+++ Supplied data
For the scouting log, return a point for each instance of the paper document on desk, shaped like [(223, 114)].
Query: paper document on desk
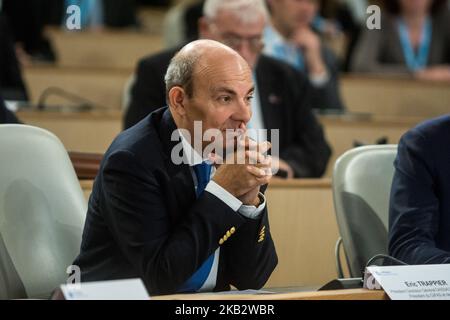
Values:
[(249, 291), (106, 290)]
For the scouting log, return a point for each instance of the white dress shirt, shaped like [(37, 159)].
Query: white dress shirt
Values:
[(192, 158)]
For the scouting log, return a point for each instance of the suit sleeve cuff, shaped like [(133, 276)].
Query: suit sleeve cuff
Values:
[(235, 204), (223, 195)]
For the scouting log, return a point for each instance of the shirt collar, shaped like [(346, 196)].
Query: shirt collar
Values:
++++++
● **Assignment**: Starting at the line that contains "like [(346, 196)].", transcribe every line through the last line of the entries above, exactly, and nothing else.

● **Exercise answer**:
For the scouting log, return a point for each instance of the shirt collar, shaped like [(346, 196)].
Query: shirt collar
Values:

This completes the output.